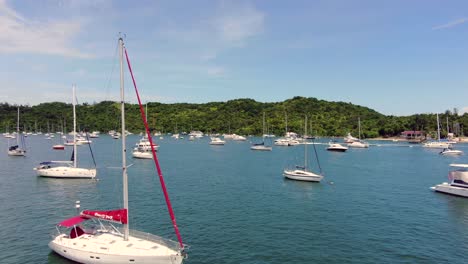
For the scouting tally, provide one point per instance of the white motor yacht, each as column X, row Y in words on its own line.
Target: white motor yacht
column 451, row 152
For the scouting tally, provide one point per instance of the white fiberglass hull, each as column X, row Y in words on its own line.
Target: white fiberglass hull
column 453, row 152
column 261, row 148
column 66, row 172
column 17, row 152
column 301, row 175
column 337, row 147
column 357, row 144
column 142, row 155
column 437, row 145
column 110, row 248
column 450, row 189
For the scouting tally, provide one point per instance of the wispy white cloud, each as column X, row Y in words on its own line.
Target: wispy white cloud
column 451, row 24
column 463, row 110
column 236, row 24
column 230, row 26
column 21, row 35
column 216, row 71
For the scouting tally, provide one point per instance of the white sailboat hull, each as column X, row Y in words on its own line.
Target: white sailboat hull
column 450, row 189
column 261, row 148
column 358, row 144
column 301, row 175
column 436, row 144
column 17, row 152
column 142, row 155
column 110, row 248
column 66, row 172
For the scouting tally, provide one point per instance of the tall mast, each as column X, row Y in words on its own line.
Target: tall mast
column 305, row 145
column 124, row 158
column 17, row 129
column 359, row 127
column 263, row 129
column 286, row 121
column 75, row 157
column 438, row 127
column 447, row 127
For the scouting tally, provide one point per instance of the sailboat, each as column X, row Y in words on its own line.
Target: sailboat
column 358, row 143
column 111, row 244
column 458, row 185
column 438, row 143
column 262, row 146
column 17, row 150
column 302, row 173
column 66, row 169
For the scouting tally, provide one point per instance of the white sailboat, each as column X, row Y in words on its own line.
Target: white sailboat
column 108, row 243
column 334, row 146
column 302, row 173
column 142, row 149
column 458, row 181
column 217, row 141
column 19, row 149
column 358, row 143
column 438, row 143
column 66, row 169
column 262, row 146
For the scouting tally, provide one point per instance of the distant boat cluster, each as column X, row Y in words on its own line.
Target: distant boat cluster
column 104, row 242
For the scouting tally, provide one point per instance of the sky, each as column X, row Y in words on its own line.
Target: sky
column 397, row 57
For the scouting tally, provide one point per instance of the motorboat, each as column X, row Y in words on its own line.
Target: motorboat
column 458, row 181
column 450, row 151
column 437, row 144
column 333, row 146
column 217, row 141
column 58, row 147
column 358, row 144
column 261, row 147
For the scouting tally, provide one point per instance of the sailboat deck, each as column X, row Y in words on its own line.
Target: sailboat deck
column 114, row 244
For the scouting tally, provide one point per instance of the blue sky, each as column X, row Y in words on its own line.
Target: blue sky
column 398, row 57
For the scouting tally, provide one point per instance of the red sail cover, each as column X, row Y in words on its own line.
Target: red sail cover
column 119, row 215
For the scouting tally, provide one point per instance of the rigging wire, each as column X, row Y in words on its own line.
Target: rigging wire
column 316, row 156
column 155, row 158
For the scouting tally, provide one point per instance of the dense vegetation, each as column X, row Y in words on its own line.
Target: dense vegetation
column 241, row 116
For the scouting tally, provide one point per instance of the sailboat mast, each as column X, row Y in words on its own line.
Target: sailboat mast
column 263, row 129
column 75, row 155
column 305, row 145
column 438, row 128
column 447, row 127
column 17, row 128
column 124, row 158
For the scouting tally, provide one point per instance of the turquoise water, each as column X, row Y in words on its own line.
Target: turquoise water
column 234, row 206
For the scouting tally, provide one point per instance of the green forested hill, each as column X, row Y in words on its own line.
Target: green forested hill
column 241, row 116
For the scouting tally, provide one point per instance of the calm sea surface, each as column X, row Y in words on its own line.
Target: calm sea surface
column 234, row 206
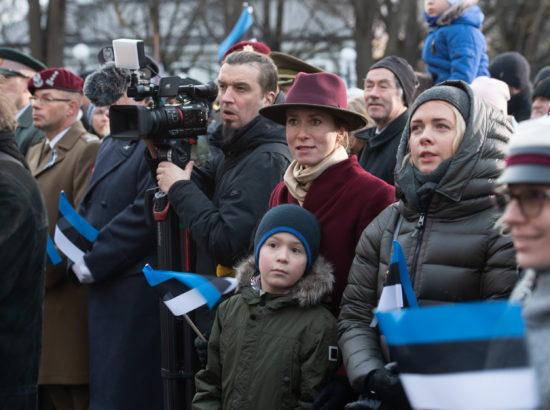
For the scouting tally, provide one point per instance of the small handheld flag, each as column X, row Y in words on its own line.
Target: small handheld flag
column 53, row 256
column 73, row 234
column 183, row 292
column 243, row 24
column 396, row 284
column 462, row 356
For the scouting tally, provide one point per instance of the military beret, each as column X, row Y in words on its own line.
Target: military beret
column 256, row 46
column 15, row 63
column 55, row 78
column 289, row 66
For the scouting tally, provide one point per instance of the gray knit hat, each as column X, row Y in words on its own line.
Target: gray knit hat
column 292, row 219
column 447, row 92
column 403, row 72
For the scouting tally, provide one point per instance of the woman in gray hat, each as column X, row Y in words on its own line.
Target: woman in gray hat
column 451, row 150
column 524, row 197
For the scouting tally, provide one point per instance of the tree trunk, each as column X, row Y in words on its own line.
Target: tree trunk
column 36, row 34
column 55, row 33
column 365, row 13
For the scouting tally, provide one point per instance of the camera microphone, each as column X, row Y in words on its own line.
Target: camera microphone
column 107, row 84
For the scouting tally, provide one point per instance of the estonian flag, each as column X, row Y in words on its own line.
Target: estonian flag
column 463, row 356
column 183, row 292
column 53, row 256
column 244, row 23
column 396, row 284
column 73, row 235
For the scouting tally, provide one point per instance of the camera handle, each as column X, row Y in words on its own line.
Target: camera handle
column 178, row 358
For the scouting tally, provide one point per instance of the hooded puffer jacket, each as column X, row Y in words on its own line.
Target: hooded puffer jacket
column 455, row 48
column 454, row 251
column 270, row 351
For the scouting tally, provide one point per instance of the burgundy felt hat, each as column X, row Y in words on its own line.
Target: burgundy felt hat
column 56, row 78
column 323, row 91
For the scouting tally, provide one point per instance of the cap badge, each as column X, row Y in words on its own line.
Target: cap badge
column 37, row 81
column 50, row 81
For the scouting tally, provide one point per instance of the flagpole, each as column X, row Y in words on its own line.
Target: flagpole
column 194, row 327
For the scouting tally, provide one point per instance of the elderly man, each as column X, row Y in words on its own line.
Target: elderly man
column 63, row 162
column 224, row 200
column 17, row 68
column 389, row 87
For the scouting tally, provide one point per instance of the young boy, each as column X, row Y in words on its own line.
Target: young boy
column 455, row 48
column 273, row 345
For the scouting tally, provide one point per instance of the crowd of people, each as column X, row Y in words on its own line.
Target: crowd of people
column 303, row 192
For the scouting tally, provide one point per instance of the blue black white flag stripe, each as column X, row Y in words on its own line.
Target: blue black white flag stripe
column 183, row 292
column 397, row 291
column 463, row 356
column 73, row 235
column 243, row 24
column 53, row 256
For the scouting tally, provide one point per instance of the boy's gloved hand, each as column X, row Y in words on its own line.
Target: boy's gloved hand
column 335, row 395
column 384, row 385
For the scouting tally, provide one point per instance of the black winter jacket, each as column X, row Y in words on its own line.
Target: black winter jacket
column 224, row 201
column 454, row 252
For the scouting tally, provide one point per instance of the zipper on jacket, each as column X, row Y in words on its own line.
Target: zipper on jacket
column 419, row 231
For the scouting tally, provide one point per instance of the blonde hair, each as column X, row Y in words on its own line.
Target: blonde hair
column 460, row 130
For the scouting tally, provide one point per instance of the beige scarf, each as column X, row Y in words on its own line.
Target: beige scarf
column 298, row 178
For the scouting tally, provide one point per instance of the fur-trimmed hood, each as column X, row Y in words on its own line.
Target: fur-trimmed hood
column 474, row 16
column 308, row 291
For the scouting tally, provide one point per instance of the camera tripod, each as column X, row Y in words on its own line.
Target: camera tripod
column 178, row 357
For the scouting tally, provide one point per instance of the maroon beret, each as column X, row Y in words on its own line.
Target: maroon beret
column 256, row 46
column 56, row 78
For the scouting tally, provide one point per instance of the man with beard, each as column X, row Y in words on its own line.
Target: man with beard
column 514, row 69
column 221, row 203
column 389, row 87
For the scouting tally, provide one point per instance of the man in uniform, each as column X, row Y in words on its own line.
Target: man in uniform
column 63, row 162
column 17, row 68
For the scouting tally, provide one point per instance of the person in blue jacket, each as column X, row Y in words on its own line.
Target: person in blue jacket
column 455, row 48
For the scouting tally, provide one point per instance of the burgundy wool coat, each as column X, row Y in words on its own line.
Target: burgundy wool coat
column 344, row 198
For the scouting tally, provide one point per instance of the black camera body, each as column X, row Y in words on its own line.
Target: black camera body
column 189, row 118
column 172, row 128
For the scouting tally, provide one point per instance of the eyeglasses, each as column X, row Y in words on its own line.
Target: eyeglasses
column 530, row 201
column 48, row 99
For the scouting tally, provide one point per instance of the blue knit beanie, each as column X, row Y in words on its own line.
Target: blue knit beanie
column 292, row 219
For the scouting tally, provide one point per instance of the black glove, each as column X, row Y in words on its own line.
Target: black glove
column 384, row 385
column 335, row 395
column 364, row 404
column 201, row 347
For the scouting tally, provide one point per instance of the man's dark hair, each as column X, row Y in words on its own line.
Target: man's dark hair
column 267, row 78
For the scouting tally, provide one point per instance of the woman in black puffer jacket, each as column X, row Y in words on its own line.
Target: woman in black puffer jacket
column 446, row 224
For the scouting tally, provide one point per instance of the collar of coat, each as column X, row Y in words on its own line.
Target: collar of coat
column 308, row 291
column 455, row 11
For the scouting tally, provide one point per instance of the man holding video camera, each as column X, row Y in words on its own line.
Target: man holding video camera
column 221, row 203
column 123, row 310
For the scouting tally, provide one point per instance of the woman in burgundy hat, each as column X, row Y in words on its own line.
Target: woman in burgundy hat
column 322, row 178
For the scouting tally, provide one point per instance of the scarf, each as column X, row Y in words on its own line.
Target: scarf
column 299, row 178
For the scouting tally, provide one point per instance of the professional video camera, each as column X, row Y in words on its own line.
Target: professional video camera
column 173, row 128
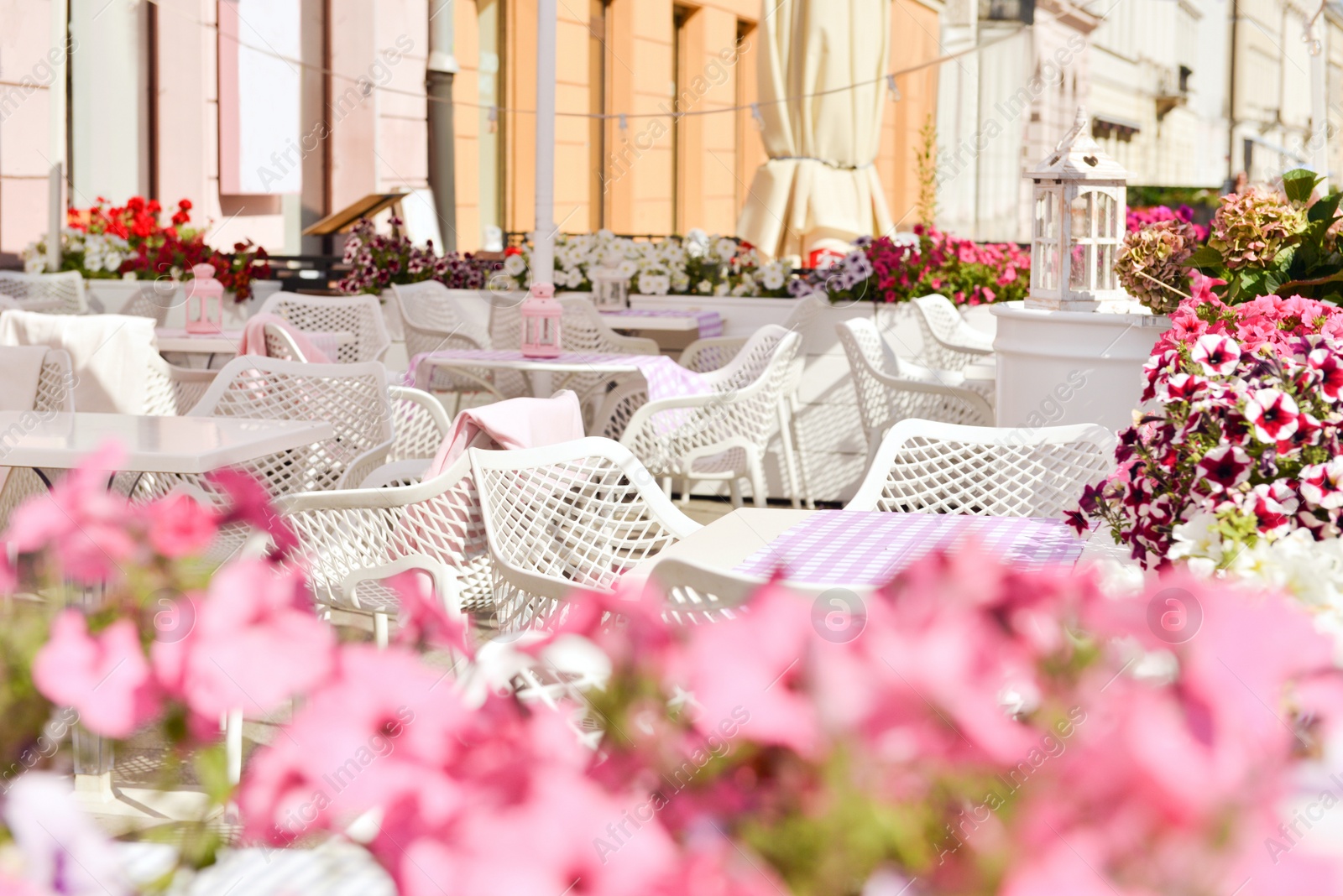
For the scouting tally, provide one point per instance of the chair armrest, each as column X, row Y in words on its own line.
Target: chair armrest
column 715, row 351
column 400, row 472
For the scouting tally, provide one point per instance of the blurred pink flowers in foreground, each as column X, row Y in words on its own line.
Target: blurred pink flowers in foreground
column 982, row 732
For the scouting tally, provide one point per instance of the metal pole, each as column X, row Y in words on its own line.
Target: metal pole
column 438, row 85
column 543, row 250
column 1319, row 116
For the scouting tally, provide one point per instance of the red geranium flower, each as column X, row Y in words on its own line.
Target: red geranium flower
column 1217, row 353
column 1224, row 467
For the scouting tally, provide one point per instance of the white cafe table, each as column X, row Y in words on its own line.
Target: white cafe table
column 678, row 324
column 176, row 340
column 152, row 445
column 539, row 371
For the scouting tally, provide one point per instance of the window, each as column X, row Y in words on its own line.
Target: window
column 259, row 149
column 597, row 107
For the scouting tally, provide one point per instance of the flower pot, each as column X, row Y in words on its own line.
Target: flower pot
column 1058, row 367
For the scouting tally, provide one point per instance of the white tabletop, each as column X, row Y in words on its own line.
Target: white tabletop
column 727, row 542
column 673, row 324
column 225, row 341
column 154, row 445
column 541, row 365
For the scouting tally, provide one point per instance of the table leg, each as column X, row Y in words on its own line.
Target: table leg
column 93, row 753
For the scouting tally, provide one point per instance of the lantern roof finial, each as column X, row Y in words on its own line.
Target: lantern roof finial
column 1078, row 157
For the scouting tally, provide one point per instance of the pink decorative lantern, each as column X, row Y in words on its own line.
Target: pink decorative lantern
column 541, row 324
column 205, row 300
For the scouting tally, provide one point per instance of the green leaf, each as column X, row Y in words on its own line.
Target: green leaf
column 1325, row 210
column 1204, row 257
column 1299, row 184
column 212, row 772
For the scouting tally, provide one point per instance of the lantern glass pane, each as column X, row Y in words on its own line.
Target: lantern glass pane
column 1080, row 211
column 1079, row 266
column 1105, row 266
column 1105, row 215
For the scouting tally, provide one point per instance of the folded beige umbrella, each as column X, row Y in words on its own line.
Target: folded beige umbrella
column 819, row 187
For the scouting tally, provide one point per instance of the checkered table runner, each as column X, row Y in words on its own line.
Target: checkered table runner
column 711, row 322
column 860, row 548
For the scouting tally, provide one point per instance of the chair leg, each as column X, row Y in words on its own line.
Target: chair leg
column 234, row 745
column 790, row 461
column 794, row 416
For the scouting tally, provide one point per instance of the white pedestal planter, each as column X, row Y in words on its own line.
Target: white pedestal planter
column 832, row 445
column 1071, row 367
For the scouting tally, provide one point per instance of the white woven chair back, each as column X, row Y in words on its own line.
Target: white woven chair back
column 944, row 468
column 358, row 314
column 886, row 398
column 353, row 398
column 571, row 515
column 60, row 293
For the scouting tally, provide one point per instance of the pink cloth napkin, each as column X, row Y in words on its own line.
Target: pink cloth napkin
column 515, row 423
column 254, row 338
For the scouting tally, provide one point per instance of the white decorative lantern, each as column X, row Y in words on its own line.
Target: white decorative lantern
column 610, row 287
column 1078, row 227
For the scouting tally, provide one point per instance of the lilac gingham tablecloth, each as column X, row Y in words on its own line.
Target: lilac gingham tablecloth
column 666, row 378
column 711, row 322
column 861, row 548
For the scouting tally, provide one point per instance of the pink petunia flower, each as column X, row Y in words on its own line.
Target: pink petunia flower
column 179, row 526
column 1273, row 414
column 87, row 524
column 1322, row 484
column 1327, row 364
column 254, row 644
column 1224, row 467
column 105, row 678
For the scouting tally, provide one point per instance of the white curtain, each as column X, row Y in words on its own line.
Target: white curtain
column 819, row 185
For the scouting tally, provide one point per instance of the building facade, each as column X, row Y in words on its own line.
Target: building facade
column 269, row 114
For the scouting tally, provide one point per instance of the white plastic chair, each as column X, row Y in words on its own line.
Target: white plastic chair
column 147, row 305
column 891, row 389
column 54, row 394
column 344, row 531
column 60, row 293
column 351, row 398
column 696, row 595
column 712, row 353
column 358, row 314
column 281, row 345
column 420, row 421
column 946, row 468
column 436, row 320
column 571, row 515
column 950, row 344
column 582, row 329
column 723, row 435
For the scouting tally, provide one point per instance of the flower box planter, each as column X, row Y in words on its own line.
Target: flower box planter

*****

• [What is being asked]
Would you repeat exactly, and only, the lines from the start of the records above through the line containing "white sailboat, each", with the pictures omitted?

• [Written reply]
For the scouting tally, provide one point per instance of the white motor yacht, each as column X, row Y in words on its own line.
Target: white motor yacht
column 451, row 152
For the scouting tally, provide one point per instance of the white fiberglass hull, each as column X, row Y in words on its own line.
Target: white fiberglass hull
column 453, row 152
column 261, row 148
column 66, row 172
column 17, row 152
column 301, row 175
column 337, row 147
column 357, row 144
column 142, row 155
column 437, row 145
column 110, row 248
column 450, row 189
For the scouting tally, provide one point per instance of the wispy white cloud, each as column X, row Y in words on its own line.
Target: wispy white cloud
column 451, row 24
column 463, row 110
column 236, row 24
column 230, row 26
column 21, row 35
column 216, row 71
For the scouting tally, provide one point per instance of the white sailboat hull, each as column X, row Y in words on its own line.
Target: white sailboat hull
column 450, row 189
column 261, row 148
column 358, row 144
column 301, row 175
column 436, row 144
column 17, row 152
column 142, row 155
column 110, row 248
column 66, row 172
For the scouting tally, provide one point per instance of the tall mast, each as column X, row Y in words on its own line.
Target: tall mast
column 305, row 145
column 124, row 158
column 17, row 129
column 359, row 127
column 263, row 129
column 286, row 121
column 75, row 157
column 438, row 127
column 447, row 127
For the scouting tally, provide one point per instance of the sailboat, each as column X, row Y in words on its own line.
Target: sailboat
column 358, row 143
column 111, row 244
column 458, row 185
column 438, row 143
column 262, row 146
column 17, row 150
column 302, row 173
column 66, row 169
For the scouting tally, provide one point per instance of the white sailboat, each as column X, row Y in words on its own line.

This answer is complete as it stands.